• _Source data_
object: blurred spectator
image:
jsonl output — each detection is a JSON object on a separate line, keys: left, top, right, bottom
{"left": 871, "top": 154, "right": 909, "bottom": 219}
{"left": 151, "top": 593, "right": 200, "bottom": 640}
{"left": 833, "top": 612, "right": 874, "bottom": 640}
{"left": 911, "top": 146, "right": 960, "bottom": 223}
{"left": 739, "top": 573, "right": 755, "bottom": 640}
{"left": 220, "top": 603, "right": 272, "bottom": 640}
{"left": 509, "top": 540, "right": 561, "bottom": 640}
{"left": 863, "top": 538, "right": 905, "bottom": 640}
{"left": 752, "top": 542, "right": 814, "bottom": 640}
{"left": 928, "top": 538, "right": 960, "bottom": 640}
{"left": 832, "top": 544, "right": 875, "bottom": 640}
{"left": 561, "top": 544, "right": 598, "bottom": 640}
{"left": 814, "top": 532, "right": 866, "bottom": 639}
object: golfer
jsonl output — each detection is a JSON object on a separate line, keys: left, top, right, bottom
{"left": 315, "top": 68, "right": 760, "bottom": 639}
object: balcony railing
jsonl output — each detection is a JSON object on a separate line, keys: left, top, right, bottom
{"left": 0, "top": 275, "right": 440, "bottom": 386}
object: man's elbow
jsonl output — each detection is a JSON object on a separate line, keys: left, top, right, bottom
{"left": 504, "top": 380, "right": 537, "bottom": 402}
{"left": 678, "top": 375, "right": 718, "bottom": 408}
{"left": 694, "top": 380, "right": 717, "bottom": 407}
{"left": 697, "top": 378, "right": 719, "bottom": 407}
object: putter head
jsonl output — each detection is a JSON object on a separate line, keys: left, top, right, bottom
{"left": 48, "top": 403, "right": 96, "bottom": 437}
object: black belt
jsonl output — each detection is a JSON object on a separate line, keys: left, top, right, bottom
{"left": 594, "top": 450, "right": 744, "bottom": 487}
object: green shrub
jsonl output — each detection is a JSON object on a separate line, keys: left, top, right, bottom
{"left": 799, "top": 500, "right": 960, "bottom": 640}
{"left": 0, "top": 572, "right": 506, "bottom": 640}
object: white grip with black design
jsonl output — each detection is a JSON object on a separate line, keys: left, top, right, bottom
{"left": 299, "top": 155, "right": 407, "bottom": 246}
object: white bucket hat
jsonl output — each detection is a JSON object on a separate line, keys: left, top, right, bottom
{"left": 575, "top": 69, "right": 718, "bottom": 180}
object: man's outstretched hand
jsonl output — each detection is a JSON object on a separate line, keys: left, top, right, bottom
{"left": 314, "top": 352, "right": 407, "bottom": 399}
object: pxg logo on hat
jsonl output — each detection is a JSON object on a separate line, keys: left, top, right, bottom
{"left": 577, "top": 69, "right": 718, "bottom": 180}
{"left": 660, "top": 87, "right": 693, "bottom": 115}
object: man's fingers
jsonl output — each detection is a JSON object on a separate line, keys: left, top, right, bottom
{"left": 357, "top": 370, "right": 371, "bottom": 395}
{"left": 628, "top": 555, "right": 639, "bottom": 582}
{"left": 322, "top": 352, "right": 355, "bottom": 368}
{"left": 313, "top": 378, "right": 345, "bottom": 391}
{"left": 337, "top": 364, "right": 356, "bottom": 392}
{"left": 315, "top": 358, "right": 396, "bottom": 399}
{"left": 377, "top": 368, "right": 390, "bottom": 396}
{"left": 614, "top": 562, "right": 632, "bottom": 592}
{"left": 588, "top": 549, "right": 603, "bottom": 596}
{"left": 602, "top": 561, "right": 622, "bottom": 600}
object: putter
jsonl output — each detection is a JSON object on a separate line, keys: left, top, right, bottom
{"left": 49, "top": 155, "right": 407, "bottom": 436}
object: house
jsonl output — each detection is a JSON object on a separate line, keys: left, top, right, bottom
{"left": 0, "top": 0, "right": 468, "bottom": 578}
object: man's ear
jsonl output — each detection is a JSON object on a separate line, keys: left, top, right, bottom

• _GOAL OF THE EXERCISE_
A line qualifies when it holds the word "black"; report all qualifying lines from the records above.

• _SOLUTION TO THIS PROBLEM_
object: black belt
object: white grip with black design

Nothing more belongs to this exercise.